WHAT THE TASK ASKS -> A single number is required: the count of lines in the records below that contain the word "ball".

EXTRACTED INFORMATION ->
--- START ---

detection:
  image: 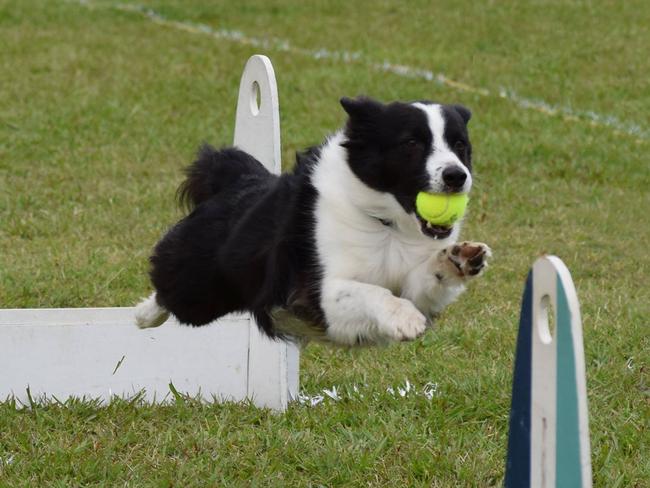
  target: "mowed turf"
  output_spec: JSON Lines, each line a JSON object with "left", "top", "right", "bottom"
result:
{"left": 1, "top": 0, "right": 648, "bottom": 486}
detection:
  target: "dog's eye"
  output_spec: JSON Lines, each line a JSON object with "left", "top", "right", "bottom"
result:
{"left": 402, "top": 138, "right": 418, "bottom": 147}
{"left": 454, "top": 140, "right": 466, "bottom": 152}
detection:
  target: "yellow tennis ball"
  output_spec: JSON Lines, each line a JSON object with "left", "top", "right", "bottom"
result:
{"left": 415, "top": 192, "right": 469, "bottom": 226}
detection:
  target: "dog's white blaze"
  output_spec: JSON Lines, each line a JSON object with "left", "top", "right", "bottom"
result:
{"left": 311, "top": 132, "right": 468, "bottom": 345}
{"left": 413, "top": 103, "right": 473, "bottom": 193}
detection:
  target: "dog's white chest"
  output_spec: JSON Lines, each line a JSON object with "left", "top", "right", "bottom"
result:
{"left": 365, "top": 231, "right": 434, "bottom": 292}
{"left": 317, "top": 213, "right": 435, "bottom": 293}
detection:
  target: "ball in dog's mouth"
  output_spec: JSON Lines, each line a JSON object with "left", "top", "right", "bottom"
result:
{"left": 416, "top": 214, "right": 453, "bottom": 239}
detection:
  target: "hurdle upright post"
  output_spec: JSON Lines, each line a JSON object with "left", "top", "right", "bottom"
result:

--- END ---

TASK OUTPUT -> 2